WORK REQUIRED: All of the entries below should be returned verbatim, apart from the pictures.

DATASET CONTENT:
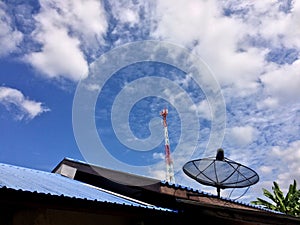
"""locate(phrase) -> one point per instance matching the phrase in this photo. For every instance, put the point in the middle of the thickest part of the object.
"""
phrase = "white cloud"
(10, 38)
(289, 160)
(202, 109)
(67, 30)
(283, 83)
(24, 108)
(241, 136)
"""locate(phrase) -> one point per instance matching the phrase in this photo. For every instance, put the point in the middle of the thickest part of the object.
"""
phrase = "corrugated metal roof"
(25, 179)
(196, 191)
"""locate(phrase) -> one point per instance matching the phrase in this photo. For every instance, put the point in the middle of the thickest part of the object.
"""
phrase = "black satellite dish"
(220, 172)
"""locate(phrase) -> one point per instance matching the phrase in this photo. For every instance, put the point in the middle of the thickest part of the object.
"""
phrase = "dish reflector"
(220, 172)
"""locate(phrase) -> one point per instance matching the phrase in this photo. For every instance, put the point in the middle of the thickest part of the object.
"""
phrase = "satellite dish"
(220, 172)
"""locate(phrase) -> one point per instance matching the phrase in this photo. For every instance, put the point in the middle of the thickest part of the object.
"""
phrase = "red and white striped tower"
(169, 162)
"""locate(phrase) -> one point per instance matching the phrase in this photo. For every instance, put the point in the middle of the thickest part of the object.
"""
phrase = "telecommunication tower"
(169, 162)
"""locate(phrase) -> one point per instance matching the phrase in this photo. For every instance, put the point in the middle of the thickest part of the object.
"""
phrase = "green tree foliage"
(289, 204)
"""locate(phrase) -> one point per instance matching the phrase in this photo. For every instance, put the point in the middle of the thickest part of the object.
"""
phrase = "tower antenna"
(169, 162)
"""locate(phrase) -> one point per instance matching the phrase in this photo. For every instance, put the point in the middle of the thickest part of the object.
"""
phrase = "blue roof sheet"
(25, 179)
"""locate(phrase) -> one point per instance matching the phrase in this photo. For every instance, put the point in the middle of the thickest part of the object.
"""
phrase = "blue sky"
(50, 50)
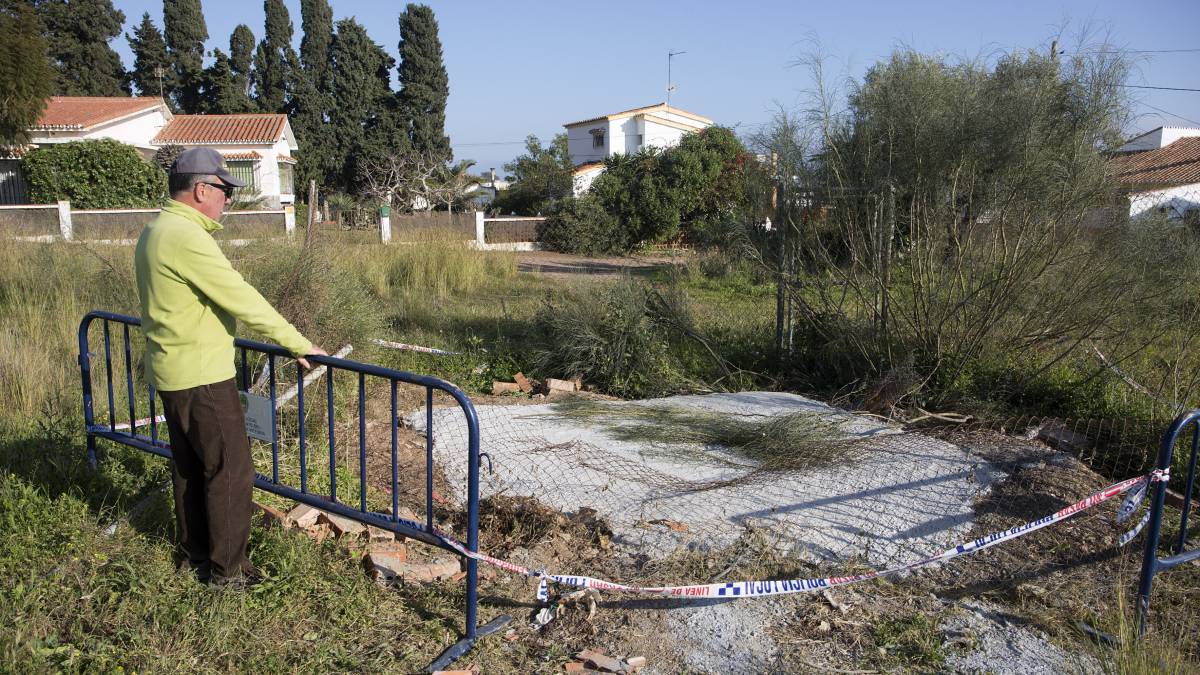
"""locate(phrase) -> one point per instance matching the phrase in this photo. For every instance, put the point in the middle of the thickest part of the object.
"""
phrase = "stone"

WRITTEN SOLUTION:
"""locate(phrase) -> one point per instance matching the phrase in this photo. For every instance, put the point in the middle of the thickest part of the object.
"""
phrase = "white cloud"
(10, 38)
(289, 160)
(202, 109)
(67, 30)
(283, 83)
(24, 108)
(241, 136)
"""locate(phrase) -> one point per instance matching the phrase in this photo. For every instance, put the point in the middle of the thickest part of the object.
"""
phrase = "corrugated metal roof"
(25, 179)
(196, 191)
"""locate(phrase) -> one point per instance matching the phrase in this photo. For every instance, put the point in the middle of the thickest part of the object.
"""
phrase = "black satellite dish"
(220, 172)
"""locate(phrase) -> one point per instance matching the phrase in this photo. For every instance, put the point in the middle of the thickest part of the object.
"""
phrase = "dish reflector"
(220, 172)
"""locate(phrase) -> one point per instance matching the phrase in this photo. For every instance, put the point in the middle of the thickest part of the object.
"""
phrase = "satellite dish"
(220, 172)
"""locate(phrase) -> one point per instance matching the phrase in this photo. For every instance, put the point in the middle of the thickest part of the object.
"""
phrase = "red and white striped tower"
(169, 162)
"""locate(phrase) -> one point per instance matching the phrase in this photo. For every instance, put the point in the middle of the thickest part of the object.
"""
phrase = "telecommunication tower"
(169, 162)
"""locate(phrase) -> one point per instance matching the phrase in this photo. For every instance, put the point in the middle of the thickest part of the object.
"""
phrase = "green tree foliage"
(289, 204)
"""locate(phrase) -> one point per instance matching the phrase in this photo. For every instance, put the point in the middle of the thickest part of the object.
"""
phrase = "tower antenna"
(169, 162)
"""locate(phrase) -> one point per instance matching the phrase in this photo. For every instance, put the point in the middle of the thickest part of the object.
"""
phrase = "blue roof sheet"
(25, 179)
"""locate(phrase) -> one point per instance matching the phrase in this photo. For every instance, put the point in the middle of the thickest part of the object.
"""
phrase = "blue sky"
(50, 50)
"""locate(phrase) -> one point per instance matching the phrase in this photo. For every instance, put the point in the middle of the thickest part of the object.
"""
phrase = "stone"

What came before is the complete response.